• Document text:
Gates, Pace Discuss Way Forward at Walter Reed
By Jim Garamone
American Forces Press Service
WASHINGTON, March 7, 2007 The military will not wait to hear the results of many boards examining military and veterans medical care, but will move out to correct the situation, Defense Secretary Robert M. Gates said during a news roundtable today.
Defense Secretary Robert Gates, left, and Chairman of the Joint Chiefs of Staff U.S. Marine Gen. Peter Pace address the media during a news conference at the Pentagon, March 7, 2007. Defense Dept. photo by Staff Sgt. D. Myles Cullen, USAF
(Click photo for screen-resolution image);high-resolution image available.
Marine Gen. Peter Pace, chairman of the Joint Chiefs of Staff, said he felt sick when he heard of the conditions at an outpatient facility at Walter Reed Army Medical Center here. He vowed to look at hospitals in totality in the future.
Gates said he had visited with former Kansas Sen. Robert Dole and former Health and Human Services Secretary Donna Shalala following a visit to the White House earlier today and thanked them for taking on the job of evaluating the “full continuum of care” that servicemembers and veterans receive. President Bush yesterday named Dole and Shalala to head the President's Commission on Care for America's Returning Wounded Warriors.
An independent review group on Walter Reed that Gates appointed has begun its work and will report back its initial findings in early April, the secretary said.
“This deadline is relatively short for a reason: to make sure we identify additional flaws in the system and get on with fixing them as fast as possible,” Gates said.
The secretary has ordered acting Army Secretary Pete Geren to report to him about the service’s action plan to fix the outpatient situation at Walter Reed. “I will expect progress reports on this every two weeks,” he said.
He also has tasked David S. C. Chu, the defense undersecretary for personnel and readiness, and Dr. William Winkenwerder, the assistant secretary of defense for health affairs, to conduct a comprehensive review of all medical care programs, facilities and procedures of all services to ensure the department is providing servicemembers the standard of care they deserve.
“I have told them that resources will not be an issue,” he said.
Gates said that when he first heard of the conditions at Walter Reed -- a hospital considered “the jewel in the crown” of military medical facilities -- he immediately thought of what conditions were like at other facilities. He said he knew the department needed to see what conditions were like throughout the services and in the handoff between DoD care and that from the Department of Veterans Affairs.
“That's why I am so supportive of … the Dole-Shalala effort that looks at this process end to end, … from the time a soldier is wounded on the battlefield until he or she is either returned to service or is discharged and ends up at their local VA hospital or back at home,” the secretary said.
It’s important that the process works from servicemembers’ standpoint and is not simply a bureaucratic process, and it’s important that “the quality of attention and care through that whole spectrum is what it should be,” he said. “And I'm concerned that it's not.”
Gates said that after fighting the war itself, “fixing the problems associated with care for our wounded must be our highest priority.”

(Dataset entries)
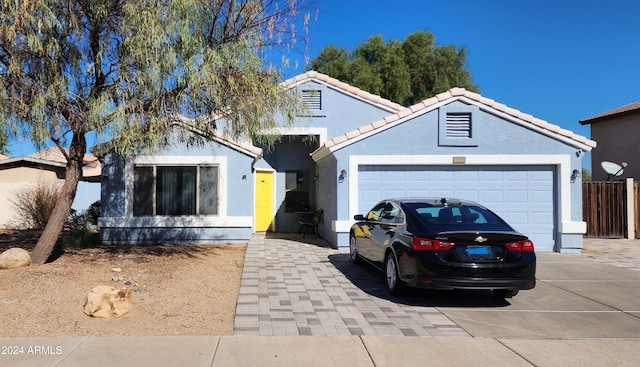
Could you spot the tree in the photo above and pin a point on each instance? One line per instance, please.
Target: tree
(405, 72)
(124, 69)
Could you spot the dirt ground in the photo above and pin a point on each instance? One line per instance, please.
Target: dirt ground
(177, 290)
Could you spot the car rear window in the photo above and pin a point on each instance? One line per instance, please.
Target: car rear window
(457, 217)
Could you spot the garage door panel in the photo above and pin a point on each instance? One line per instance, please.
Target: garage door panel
(523, 196)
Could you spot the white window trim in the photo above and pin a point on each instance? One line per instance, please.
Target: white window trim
(561, 161)
(220, 161)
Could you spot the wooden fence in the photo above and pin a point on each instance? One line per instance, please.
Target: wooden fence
(603, 208)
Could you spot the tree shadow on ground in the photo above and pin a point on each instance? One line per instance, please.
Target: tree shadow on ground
(310, 239)
(27, 239)
(372, 281)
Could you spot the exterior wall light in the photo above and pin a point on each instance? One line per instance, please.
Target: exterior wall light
(575, 175)
(343, 175)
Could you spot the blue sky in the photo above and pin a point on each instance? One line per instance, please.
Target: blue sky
(560, 61)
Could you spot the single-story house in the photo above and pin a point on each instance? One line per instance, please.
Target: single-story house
(350, 150)
(47, 165)
(616, 132)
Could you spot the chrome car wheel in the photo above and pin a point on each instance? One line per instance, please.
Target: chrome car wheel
(394, 284)
(353, 250)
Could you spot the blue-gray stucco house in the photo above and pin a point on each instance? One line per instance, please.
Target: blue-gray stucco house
(350, 150)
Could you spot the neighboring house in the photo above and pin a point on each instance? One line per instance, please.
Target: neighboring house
(616, 132)
(46, 165)
(349, 151)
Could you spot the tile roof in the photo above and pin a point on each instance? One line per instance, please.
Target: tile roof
(446, 97)
(344, 87)
(631, 107)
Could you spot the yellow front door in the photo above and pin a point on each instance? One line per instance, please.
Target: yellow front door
(264, 201)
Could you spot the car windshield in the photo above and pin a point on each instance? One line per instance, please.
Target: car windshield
(455, 218)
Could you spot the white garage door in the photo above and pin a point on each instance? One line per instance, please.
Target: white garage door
(522, 195)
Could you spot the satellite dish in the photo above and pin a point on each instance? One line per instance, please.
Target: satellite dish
(613, 169)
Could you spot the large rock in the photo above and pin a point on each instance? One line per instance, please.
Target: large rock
(14, 258)
(107, 301)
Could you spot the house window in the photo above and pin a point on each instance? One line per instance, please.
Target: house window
(175, 190)
(458, 125)
(312, 99)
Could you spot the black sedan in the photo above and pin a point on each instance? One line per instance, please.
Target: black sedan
(440, 243)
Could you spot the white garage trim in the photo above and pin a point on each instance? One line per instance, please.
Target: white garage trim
(562, 162)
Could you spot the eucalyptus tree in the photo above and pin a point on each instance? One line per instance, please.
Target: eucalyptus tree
(123, 69)
(405, 72)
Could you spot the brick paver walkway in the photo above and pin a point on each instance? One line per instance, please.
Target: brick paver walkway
(295, 286)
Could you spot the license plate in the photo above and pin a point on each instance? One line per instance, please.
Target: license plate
(478, 250)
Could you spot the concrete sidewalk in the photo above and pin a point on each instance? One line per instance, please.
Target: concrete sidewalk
(584, 312)
(284, 351)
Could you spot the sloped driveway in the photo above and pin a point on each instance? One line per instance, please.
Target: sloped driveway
(292, 286)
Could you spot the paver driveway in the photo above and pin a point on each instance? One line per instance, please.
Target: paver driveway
(291, 287)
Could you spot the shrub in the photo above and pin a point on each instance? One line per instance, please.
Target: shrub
(34, 204)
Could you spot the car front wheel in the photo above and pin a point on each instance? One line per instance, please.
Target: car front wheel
(505, 293)
(353, 251)
(394, 285)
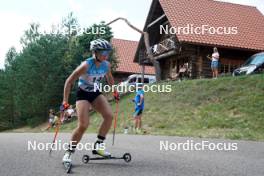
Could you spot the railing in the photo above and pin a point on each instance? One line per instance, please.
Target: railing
(164, 46)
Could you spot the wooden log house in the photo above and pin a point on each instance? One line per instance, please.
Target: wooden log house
(244, 36)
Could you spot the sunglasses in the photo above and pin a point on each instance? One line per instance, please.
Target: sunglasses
(105, 53)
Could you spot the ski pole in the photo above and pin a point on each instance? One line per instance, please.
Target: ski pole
(62, 110)
(115, 121)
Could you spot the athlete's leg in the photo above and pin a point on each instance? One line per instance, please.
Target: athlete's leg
(82, 108)
(139, 121)
(101, 105)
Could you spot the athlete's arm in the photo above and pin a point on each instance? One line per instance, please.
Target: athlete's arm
(80, 70)
(141, 99)
(109, 77)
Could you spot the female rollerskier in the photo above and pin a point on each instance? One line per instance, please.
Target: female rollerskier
(90, 72)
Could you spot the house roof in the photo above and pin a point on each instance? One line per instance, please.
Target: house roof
(125, 51)
(248, 20)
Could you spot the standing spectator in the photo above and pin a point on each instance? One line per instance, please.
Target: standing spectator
(214, 62)
(139, 107)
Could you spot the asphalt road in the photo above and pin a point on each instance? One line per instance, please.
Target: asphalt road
(147, 158)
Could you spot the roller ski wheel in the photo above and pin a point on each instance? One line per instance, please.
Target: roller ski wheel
(127, 157)
(68, 167)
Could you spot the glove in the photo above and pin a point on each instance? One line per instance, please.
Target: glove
(116, 95)
(64, 106)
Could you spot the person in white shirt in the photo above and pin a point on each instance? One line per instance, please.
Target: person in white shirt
(214, 62)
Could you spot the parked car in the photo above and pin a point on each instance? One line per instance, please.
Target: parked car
(136, 78)
(255, 64)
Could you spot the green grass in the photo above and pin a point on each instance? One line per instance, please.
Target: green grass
(228, 107)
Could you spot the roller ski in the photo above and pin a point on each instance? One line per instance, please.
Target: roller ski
(67, 162)
(101, 154)
(126, 157)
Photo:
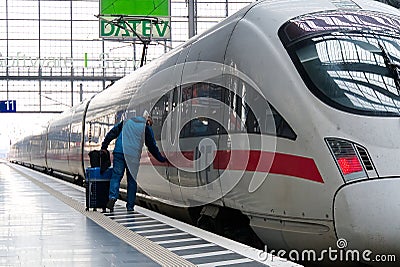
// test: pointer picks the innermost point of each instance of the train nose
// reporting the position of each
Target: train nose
(367, 218)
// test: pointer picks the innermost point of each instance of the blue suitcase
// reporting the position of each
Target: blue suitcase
(97, 188)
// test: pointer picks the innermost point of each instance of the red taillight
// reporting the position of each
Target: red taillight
(349, 165)
(347, 159)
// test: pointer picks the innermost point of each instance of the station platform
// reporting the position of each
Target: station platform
(44, 222)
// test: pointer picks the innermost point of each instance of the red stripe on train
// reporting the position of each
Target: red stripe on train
(258, 161)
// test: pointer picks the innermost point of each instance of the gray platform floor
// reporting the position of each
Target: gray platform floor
(44, 222)
(37, 229)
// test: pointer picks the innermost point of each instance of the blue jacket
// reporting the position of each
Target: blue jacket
(130, 138)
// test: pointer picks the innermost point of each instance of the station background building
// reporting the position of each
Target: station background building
(52, 58)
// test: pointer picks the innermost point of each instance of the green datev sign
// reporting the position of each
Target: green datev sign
(134, 13)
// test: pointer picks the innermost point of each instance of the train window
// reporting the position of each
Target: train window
(201, 112)
(347, 66)
(159, 113)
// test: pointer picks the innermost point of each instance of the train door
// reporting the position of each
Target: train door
(201, 113)
(172, 124)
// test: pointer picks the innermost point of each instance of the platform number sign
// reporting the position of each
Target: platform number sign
(8, 106)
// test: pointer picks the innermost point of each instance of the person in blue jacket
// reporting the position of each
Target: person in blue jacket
(130, 135)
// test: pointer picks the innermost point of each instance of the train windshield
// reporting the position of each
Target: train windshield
(351, 61)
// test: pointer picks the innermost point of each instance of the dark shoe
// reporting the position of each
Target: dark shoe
(110, 204)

• Brief: Could you transcribe the Walter Reed article text, starting with "Gates, Pace Discuss" and going on through "news roundtable today."? You won't need the dataset entries for anything here.

• Answer space:
Gates, Pace Discuss Way Forward at Walter Reed
By Jim Garamone
American Forces Press Service
WASHINGTON, March 7, 2007 The military will not wait to hear the results of many boards examining military and veterans medical care, but will move out to correct the situation, Defense Secretary Robert M. Gates said during a news roundtable today.